**Work instructions**
Please convert every line of the records below into a JSON list of strings, one string per line, with blank lines left out. Leave the pictures out of the list.
####
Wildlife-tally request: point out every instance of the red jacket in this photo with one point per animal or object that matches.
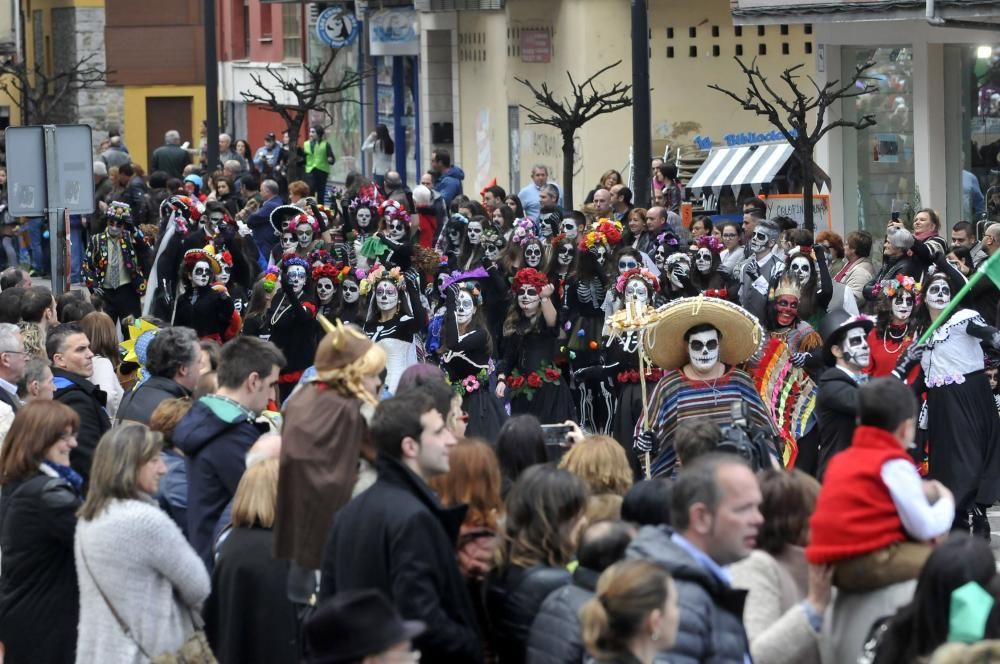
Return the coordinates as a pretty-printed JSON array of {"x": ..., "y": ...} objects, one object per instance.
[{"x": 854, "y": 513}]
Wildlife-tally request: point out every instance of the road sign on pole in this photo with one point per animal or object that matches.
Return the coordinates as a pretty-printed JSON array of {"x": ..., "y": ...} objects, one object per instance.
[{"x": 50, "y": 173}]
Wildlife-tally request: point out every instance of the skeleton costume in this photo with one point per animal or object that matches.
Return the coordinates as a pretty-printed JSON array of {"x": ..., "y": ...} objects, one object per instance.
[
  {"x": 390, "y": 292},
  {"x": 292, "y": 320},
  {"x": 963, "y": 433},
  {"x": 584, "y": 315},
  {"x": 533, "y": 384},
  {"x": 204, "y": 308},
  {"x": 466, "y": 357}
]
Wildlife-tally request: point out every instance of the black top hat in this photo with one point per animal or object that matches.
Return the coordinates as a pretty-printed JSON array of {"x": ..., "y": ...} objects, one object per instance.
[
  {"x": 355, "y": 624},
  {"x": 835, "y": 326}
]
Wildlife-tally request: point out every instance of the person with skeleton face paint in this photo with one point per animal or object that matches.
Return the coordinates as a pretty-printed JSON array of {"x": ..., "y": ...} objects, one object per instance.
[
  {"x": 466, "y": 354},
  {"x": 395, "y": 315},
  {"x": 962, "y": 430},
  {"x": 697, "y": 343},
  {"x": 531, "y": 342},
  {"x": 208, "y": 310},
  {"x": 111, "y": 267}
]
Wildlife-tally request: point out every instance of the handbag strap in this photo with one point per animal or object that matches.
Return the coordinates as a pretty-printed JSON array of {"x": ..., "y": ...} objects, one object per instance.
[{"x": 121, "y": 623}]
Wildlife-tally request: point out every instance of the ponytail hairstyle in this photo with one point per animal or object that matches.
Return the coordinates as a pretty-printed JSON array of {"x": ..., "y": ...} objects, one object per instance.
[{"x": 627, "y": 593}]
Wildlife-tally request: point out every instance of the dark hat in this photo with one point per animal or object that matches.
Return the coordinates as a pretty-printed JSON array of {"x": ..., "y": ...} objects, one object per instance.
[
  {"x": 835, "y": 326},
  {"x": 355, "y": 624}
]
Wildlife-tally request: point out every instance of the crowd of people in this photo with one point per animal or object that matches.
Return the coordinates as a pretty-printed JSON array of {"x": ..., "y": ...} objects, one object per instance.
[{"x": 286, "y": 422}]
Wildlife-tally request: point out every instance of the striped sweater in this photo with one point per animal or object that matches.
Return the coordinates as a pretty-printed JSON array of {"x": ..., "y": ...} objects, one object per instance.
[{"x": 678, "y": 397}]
####
**Result of this exercise**
[
  "Wildlife-tally request: point out every instance of the red jacket in this photo with one point per animal or object that matches.",
  "Return the coordinates as a pretty-printed JSON array of {\"x\": ..., \"y\": ...} objects, one object per instance.",
  "[{\"x\": 854, \"y\": 513}]",
  "Wildlife-tally request: point out every instance of the road sign on pole in this photo with one point per animal or object that matches.",
  "Return the coordinates as a pretty-printed JSON array of {\"x\": ..., \"y\": ...} objects, one object per instance.",
  "[{\"x\": 50, \"y\": 173}]",
  "Wildlife-tally request: point out every instance of the skeleton costume in this photo with one point per animal or object that matches.",
  "Return the coordinates as a pretty-printed JSON array of {\"x\": ..., \"y\": ...} objects, one object per instance.",
  "[",
  "  {\"x\": 390, \"y\": 292},",
  "  {\"x\": 292, \"y\": 320},",
  "  {\"x\": 963, \"y\": 433},",
  "  {\"x\": 584, \"y\": 315},",
  "  {\"x\": 533, \"y\": 384},",
  "  {\"x\": 204, \"y\": 308},",
  "  {\"x\": 466, \"y\": 357}",
  "]",
  "Wildlife-tally request: point out every instance of the black top hat in this photo with one point per animal or object that matches.",
  "Return the coordinates as a pretty-printed JSON array of {\"x\": ..., \"y\": ...} objects, one object per instance.",
  "[",
  "  {\"x\": 355, \"y\": 624},",
  "  {\"x\": 835, \"y\": 326}",
  "]",
  "Wildlife-tally request: point out every instance of the person with skeleton face paint in this photo with one point per animal or object that matches.",
  "Return the coordinates as a pretty-printed JSON array of {\"x\": ..., \"y\": ...} objects, one object per instance.",
  "[",
  "  {\"x\": 466, \"y\": 354},",
  "  {\"x\": 395, \"y\": 315},",
  "  {\"x\": 962, \"y\": 430},",
  "  {\"x\": 697, \"y\": 343},",
  "  {\"x\": 531, \"y\": 342},",
  "  {\"x\": 208, \"y\": 310},",
  "  {\"x\": 111, \"y\": 267}",
  "]",
  "Wildlife-tally request: point out every instance of the handbag strap in this photo with one point per animal or object that matches.",
  "Return the coordinates as a pretty-printed JSON array of {\"x\": ..., \"y\": ...} objects, one object per instance.",
  "[{\"x\": 121, \"y\": 623}]",
  "Wildlife-tally request: point out every instance of the ponytail hairstyle in this photo with one point per animal or object that matches.",
  "Return the coordinates as a pretty-printed JSON array of {\"x\": ..., \"y\": ...} objects, one object per instance.",
  "[{\"x\": 627, \"y\": 593}]",
  "Wildlife-tally request: point out every instance of the dark hat in this photo with one point per animal or object that matches.",
  "Return the coordinates as a pretty-printed JSON array of {\"x\": ..., \"y\": ...} objects, one object per instance.",
  "[",
  "  {\"x\": 835, \"y\": 326},",
  "  {\"x\": 355, \"y\": 624}",
  "]",
  "Wildlife-tally request: point out every instance of the crowd of people in this photo with one point per animal or object that matches.",
  "Return the coordinates as a pretty-printed JSON array of {\"x\": ..., \"y\": ...} objects, one object per instance.",
  "[{\"x\": 286, \"y\": 422}]",
  "Wildlife-tally request: point out every instance of the striped sweater in this photo with one point per animal or object that matches.",
  "Return the coordinates as a pretty-printed JSON array of {\"x\": ..., \"y\": ...} objects, one object per instance.",
  "[{\"x\": 678, \"y\": 397}]"
]